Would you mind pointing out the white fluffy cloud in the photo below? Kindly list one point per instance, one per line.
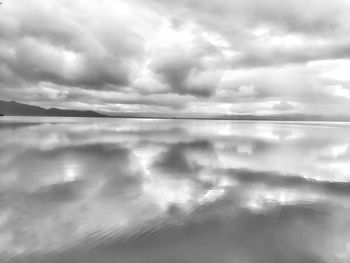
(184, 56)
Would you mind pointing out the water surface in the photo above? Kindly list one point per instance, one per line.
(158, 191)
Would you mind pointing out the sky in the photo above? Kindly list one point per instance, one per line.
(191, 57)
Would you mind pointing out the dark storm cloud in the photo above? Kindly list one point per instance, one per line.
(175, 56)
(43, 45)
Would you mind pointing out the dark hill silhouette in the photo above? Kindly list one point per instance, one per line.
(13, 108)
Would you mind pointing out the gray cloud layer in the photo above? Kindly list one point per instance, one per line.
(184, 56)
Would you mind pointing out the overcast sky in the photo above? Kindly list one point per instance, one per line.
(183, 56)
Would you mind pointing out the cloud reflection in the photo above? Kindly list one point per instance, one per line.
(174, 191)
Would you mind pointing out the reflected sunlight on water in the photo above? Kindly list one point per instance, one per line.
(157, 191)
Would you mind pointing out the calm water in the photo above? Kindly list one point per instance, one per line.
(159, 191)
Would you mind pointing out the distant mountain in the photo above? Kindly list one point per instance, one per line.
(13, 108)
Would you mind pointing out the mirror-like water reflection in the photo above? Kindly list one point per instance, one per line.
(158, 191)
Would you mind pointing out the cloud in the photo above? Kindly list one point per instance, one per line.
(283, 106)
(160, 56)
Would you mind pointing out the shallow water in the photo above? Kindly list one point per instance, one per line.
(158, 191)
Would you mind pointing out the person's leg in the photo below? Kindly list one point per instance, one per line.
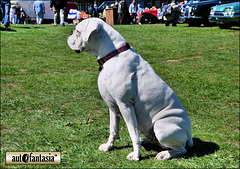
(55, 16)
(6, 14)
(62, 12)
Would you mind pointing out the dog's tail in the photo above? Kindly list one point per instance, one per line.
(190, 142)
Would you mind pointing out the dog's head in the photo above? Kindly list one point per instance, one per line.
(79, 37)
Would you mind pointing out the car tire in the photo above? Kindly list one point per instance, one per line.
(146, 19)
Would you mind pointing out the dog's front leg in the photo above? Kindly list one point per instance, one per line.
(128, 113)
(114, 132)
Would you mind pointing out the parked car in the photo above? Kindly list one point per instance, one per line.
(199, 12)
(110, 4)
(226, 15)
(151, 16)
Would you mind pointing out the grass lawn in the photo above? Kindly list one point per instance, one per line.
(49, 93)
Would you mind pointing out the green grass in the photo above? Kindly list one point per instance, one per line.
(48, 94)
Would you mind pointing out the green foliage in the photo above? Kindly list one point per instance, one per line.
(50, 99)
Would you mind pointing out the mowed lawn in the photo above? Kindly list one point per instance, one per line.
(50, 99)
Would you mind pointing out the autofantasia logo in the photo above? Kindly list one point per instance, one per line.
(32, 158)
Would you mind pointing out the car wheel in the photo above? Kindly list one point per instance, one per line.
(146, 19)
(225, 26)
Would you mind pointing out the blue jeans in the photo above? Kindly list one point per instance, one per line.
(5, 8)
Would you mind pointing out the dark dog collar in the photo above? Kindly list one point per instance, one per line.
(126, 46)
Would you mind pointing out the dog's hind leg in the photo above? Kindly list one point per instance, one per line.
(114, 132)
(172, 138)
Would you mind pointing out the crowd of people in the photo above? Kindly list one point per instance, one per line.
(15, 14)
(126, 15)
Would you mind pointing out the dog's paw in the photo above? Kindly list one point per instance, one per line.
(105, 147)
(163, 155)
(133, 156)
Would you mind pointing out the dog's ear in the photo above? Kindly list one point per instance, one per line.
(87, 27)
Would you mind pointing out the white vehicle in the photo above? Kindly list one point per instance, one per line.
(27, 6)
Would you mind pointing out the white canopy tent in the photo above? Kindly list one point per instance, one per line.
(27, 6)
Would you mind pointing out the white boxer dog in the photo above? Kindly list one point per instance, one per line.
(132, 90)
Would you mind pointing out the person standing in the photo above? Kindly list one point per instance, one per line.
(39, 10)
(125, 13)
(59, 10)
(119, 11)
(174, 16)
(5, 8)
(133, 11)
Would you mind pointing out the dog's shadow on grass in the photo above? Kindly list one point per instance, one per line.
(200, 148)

+++++

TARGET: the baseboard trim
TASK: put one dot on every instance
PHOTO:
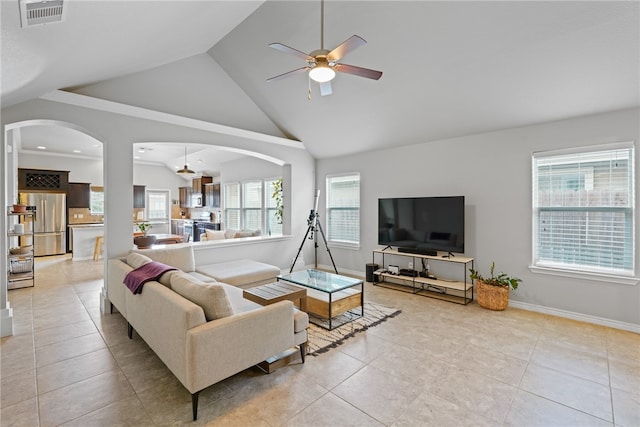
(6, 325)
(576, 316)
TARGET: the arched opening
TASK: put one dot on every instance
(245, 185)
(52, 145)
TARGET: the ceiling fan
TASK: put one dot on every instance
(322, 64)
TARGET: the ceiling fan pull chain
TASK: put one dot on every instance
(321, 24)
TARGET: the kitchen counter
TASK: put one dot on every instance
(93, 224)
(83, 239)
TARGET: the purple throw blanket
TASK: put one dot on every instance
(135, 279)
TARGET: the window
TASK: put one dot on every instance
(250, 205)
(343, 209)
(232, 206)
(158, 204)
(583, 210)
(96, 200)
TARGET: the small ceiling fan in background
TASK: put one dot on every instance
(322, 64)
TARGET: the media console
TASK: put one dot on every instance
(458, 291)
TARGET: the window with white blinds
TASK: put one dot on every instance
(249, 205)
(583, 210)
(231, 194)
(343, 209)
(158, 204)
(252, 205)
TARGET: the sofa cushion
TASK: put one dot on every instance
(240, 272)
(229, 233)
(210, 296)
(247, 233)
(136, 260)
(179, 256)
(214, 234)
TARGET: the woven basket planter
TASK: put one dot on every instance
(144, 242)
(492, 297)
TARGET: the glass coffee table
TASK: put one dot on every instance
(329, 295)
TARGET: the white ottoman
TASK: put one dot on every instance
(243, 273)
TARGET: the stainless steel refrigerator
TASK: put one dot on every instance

+++++

TASK DETAILS:
Say how many lines of the material contain the word "window". Add nothing to the number.

RESULT OF THE TASK:
2